═════ Given entries ═════

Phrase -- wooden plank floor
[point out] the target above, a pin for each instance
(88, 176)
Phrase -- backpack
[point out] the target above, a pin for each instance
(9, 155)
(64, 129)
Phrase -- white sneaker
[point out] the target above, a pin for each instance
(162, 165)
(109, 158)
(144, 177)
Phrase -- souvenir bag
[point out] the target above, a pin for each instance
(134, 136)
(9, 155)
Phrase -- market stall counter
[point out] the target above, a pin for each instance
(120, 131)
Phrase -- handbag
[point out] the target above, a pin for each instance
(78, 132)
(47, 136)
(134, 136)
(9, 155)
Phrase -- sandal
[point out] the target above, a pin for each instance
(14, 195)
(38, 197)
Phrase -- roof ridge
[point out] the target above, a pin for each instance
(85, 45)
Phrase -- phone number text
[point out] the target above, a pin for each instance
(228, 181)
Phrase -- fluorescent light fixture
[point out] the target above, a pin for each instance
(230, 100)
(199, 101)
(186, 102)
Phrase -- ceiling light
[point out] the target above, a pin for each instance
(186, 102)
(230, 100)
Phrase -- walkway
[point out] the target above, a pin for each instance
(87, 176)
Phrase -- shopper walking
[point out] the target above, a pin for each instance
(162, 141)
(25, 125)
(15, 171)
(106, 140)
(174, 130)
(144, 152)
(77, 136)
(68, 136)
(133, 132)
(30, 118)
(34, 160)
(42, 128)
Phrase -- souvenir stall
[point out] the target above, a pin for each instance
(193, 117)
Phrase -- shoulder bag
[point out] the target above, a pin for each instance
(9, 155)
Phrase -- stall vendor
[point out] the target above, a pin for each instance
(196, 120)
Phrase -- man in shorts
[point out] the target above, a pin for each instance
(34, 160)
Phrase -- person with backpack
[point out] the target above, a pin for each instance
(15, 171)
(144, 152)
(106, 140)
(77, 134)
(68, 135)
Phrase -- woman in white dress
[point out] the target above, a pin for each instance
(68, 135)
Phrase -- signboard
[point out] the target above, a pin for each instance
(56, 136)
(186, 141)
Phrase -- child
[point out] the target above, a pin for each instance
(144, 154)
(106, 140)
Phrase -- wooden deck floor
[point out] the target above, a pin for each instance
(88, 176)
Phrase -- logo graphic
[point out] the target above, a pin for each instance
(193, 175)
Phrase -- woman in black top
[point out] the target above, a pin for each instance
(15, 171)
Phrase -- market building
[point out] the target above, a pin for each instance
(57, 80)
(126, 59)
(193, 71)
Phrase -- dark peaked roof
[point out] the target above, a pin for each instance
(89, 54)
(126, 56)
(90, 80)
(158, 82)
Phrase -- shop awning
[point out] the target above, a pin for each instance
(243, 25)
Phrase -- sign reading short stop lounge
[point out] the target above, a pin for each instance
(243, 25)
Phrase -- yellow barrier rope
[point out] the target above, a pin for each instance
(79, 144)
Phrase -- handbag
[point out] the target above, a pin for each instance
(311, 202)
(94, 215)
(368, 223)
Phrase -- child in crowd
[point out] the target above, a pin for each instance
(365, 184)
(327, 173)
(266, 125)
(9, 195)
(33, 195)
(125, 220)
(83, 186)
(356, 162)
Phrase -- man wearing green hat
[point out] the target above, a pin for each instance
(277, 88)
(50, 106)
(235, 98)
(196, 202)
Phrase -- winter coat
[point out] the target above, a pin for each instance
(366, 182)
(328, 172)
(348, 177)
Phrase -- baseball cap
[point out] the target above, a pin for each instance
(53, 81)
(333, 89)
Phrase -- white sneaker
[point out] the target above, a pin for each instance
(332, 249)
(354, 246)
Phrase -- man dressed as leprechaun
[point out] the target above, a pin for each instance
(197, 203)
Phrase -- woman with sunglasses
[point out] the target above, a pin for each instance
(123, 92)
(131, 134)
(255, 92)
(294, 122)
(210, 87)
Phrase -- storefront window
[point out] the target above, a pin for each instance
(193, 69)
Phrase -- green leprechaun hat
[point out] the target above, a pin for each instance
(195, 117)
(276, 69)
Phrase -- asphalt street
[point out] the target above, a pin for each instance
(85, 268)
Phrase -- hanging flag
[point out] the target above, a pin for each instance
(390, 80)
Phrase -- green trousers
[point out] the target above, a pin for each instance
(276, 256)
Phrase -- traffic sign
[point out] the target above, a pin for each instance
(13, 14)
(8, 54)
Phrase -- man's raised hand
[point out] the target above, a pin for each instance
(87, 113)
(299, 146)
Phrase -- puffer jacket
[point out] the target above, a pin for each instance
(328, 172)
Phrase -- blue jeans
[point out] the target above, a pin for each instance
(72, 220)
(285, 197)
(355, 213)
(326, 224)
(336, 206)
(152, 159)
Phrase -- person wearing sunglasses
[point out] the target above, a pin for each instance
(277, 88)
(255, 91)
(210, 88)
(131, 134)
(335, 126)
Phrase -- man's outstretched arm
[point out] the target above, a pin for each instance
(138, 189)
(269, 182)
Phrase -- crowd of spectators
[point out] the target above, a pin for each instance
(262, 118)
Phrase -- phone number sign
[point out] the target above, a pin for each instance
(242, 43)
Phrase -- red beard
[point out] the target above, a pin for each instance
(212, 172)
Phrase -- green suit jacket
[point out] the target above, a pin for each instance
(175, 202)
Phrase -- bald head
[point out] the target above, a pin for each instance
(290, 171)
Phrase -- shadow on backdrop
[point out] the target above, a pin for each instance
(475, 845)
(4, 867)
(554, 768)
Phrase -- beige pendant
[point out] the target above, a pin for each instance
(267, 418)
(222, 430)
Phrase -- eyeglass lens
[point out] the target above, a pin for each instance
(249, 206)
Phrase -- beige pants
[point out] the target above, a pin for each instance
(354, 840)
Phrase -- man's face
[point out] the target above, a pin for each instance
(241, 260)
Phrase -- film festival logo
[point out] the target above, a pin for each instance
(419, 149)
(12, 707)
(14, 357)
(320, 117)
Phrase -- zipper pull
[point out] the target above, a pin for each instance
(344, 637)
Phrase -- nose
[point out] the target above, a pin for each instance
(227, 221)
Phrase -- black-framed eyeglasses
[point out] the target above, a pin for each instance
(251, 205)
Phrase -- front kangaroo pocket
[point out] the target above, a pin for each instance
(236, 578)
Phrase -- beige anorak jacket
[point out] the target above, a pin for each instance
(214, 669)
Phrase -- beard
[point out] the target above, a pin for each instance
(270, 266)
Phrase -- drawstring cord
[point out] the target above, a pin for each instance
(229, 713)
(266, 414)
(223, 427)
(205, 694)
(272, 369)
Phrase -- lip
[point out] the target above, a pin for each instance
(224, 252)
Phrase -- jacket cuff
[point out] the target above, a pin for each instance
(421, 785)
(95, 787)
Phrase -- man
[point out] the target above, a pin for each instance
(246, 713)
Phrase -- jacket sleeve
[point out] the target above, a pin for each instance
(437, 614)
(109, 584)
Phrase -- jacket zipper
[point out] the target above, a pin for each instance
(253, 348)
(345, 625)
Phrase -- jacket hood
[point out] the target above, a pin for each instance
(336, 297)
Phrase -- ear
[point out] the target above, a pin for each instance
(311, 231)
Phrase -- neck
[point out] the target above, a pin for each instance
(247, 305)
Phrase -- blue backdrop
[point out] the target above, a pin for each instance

═════

_What is required_: Can you rewrite the data above, changing "a pin for each instance" to "one pin per instance" everywhere it occurs and leaving everything else as it is?

_Finished answer_:
Phrase -- wooden plank floor
[point out] the target above, one pin per instance
(88, 176)
Phrase -- backpack
[point out] the target above, one pin per instance
(9, 155)
(64, 129)
Phrase -- white sneaker
[point out] the target above, one pin per instance
(162, 165)
(109, 158)
(144, 177)
Phrase -- souvenir bag
[point out] the target above, one pin per instance
(134, 136)
(9, 155)
Phrase -- market stall counter
[point out] the target above, one pin per instance
(120, 131)
Phrase -- handbag
[point out] the target above, one pin per instance
(78, 132)
(47, 136)
(134, 136)
(9, 155)
Phrase -- sandal
[point out] the target above, one pin per instance
(14, 195)
(38, 197)
Phrase -- roof ridge
[point out] the target above, one pin per instance
(85, 45)
Phrase -- phone number text
[point out] the target above, one pin per instance
(228, 181)
Phrase -- fluorescent light fixture
[point out] the target above, one pin per instance
(230, 100)
(199, 101)
(186, 102)
Phrase -- ceiling light
[point out] the target above, one pin per instance
(186, 102)
(230, 100)
Phrase -- walkway
[point out] the target above, one pin per instance
(87, 176)
Phrase -- shopper walking
[point out] the target above, one pin per instance
(162, 141)
(25, 125)
(15, 171)
(106, 140)
(174, 130)
(144, 152)
(77, 136)
(68, 136)
(133, 132)
(30, 118)
(34, 160)
(42, 128)
Phrase -- souvenir stall
[point out] the target above, one pin per instance
(193, 117)
Phrase -- shoulder bag
[point out] the target above, one pin per instance
(9, 155)
Phrase -- stall vendor
[point out] the target above, one pin per instance
(196, 120)
Phrase -- man in shorts
[point out] the target above, one pin per instance
(34, 160)
Phrase -- person with backpack
[point out] the target above, one pin per instance
(15, 171)
(144, 152)
(106, 140)
(77, 134)
(68, 135)
Phrase -- woman in white dress
[point out] the target above, one pin per instance
(68, 135)
Phrase -- signboard
[point out] the target above, one pin per instance
(56, 136)
(186, 141)
Phrase -- child
[point out] the target above, one pin per instance
(144, 154)
(106, 140)
Phrase -- wooden deck floor
[point out] the target above, one pin per instance
(88, 176)
Phrase -- logo graphic
[point out] the target above, one pin per instance
(193, 175)
Phrase -- woman in black top
[point out] the target above, one pin per instance
(15, 171)
Phrase -- market building
[point out] the target above, one pin per instance
(57, 80)
(126, 59)
(193, 71)
Phrase -- dark peaked roof
[point out] the target above, one pin per instance
(89, 54)
(126, 56)
(90, 80)
(158, 82)
Phrase -- shop awning
[point out] the target above, one pin per instance
(243, 25)
Phrase -- sign reading short stop lounge
[point out] the target above, one pin per instance
(243, 25)
Phrase -- yellow barrier rope
[point out] the target above, one pin per instance
(79, 144)
Phrase -- handbag
[point out] the target above, one pin per instance
(311, 202)
(94, 215)
(368, 223)
Phrase -- child in crowd
[point out] the target above, one pin per instance
(365, 184)
(327, 173)
(266, 125)
(9, 195)
(33, 195)
(125, 220)
(83, 186)
(356, 162)
Phrase -- man wearing green hat
[point out] the target above, one pin per instance
(277, 88)
(50, 106)
(235, 98)
(196, 202)
Phrase -- winter coat
[point out] the target above, one pin per instance
(366, 182)
(328, 172)
(348, 177)
Phrase -- baseball cap
[point out] the target above, one pin per instance
(53, 81)
(333, 89)
Phrase -- white sneaker
[point out] the target above, one pin per instance
(332, 249)
(354, 246)
Phrase -- man dressed as leprechaun
[point out] the target above, one pin per instance
(197, 203)
Phrase -- woman with sunglasses
[point out] the target above, one pin per instance
(123, 92)
(131, 134)
(255, 92)
(294, 122)
(210, 87)
Phrase -- storefront window
[point out] the target above, one pin per instance
(193, 69)
Phrase -- green leprechaun hat
[point out] the target above, one pin per instance
(195, 117)
(276, 69)
Phrase -- asphalt street
[point out] the target above, one pin per instance
(85, 268)
Phrase -- hanging flag
[point out] the target above, one pin per instance
(390, 80)
Phrase -- green trousers
[point out] the target above, one pin per instance
(276, 256)
Phrase -- traffic sign
[point out] the target above, one pin per instance
(13, 14)
(8, 54)
Phrase -- man's raised hand
[point out] the target above, one pin per instance
(87, 113)
(299, 146)
Phrase -- puffer jacket
[point out] the target above, one pin per instance
(328, 172)
Phrase -- blue jeans
[point out] the target above, one pin per instance
(72, 220)
(285, 197)
(355, 213)
(326, 224)
(336, 206)
(152, 159)
Phrase -- person wearing sunglasses
[point out] the target above, one pin per instance
(277, 88)
(255, 91)
(210, 88)
(131, 134)
(335, 126)
Phrase -- man's outstretched arm
[point out] the target above, one pin per instance
(138, 189)
(269, 182)
Phrase -- crowd of spectators
[point out] the target above, one pin per instance
(262, 118)
Phrase -- phone number sign
[point out] the target above, one pin per instance
(242, 43)
Phrase -- red beard
[point out] the target above, one pin per instance
(212, 172)
Phrase -- green suit jacket
[point out] the target above, one pin per instance
(175, 202)
Phrase -- bald head
[point out] the target above, one pin per instance
(290, 171)
Phrase -- shadow on backdrop
[point out] the target above, one pin per instance
(475, 845)
(4, 867)
(554, 768)
Phrase -- beige pendant
[point out] the target above, one pin per instance
(267, 418)
(222, 430)
Phrase -- eyeglass lens
[point out] the target above, one pin per instance
(249, 206)
Phrase -- beige pants
[point out] the target above, one pin per instance
(354, 840)
Phrase -- man's face
[point out] the target above, one pin per instance
(241, 260)
Phrase -- film festival logo
[point out] the target above, one pin per instance
(419, 149)
(12, 707)
(14, 357)
(320, 117)
Phrase -- zipper pull
[point out] the target above, one pin per instance
(344, 637)
Phrase -- nose
[point out] the target above, one pin per instance
(227, 221)
Phrase -- black-framed eyeglasses
[point out] the target above, one pin per instance
(251, 205)
Phrase -- front kangaroo pocket
[point out] the target above, one pin per instance
(236, 578)
Phrase -- beige anorak jacket
[point out] the target above, one pin per instance
(214, 669)
Phrase -- beard
[point out] the target above, one pin per instance
(270, 266)
Phrase -- drawstring cord
[point out] the target above, one pin per instance
(229, 713)
(266, 414)
(223, 427)
(205, 694)
(272, 369)
Phrase -- lip
[point out] the target above, one pin per instance
(224, 252)
Phrase -- jacket cuff
[point out] the target above, one pin per instance
(421, 785)
(95, 787)
Phrase -- man
[point out] the target above, one pin per instance
(246, 713)
Phrase -- jacket sleeve
[point out] the target above, one pin per instance
(437, 614)
(109, 584)
Phrase -- jacket zipper
[point out] the target above, one pin per instance
(253, 348)
(345, 625)
Phrase -- jacket hood
[point out] the target above, one pin per instance
(336, 297)
Phrase -- ear
[point out] the target above, one pin per instance
(311, 231)
Phrase -- neck
[point out] the target above, one pin per instance
(247, 305)
Phrase -- blue backdrop
[point out] the target above, one pin per instance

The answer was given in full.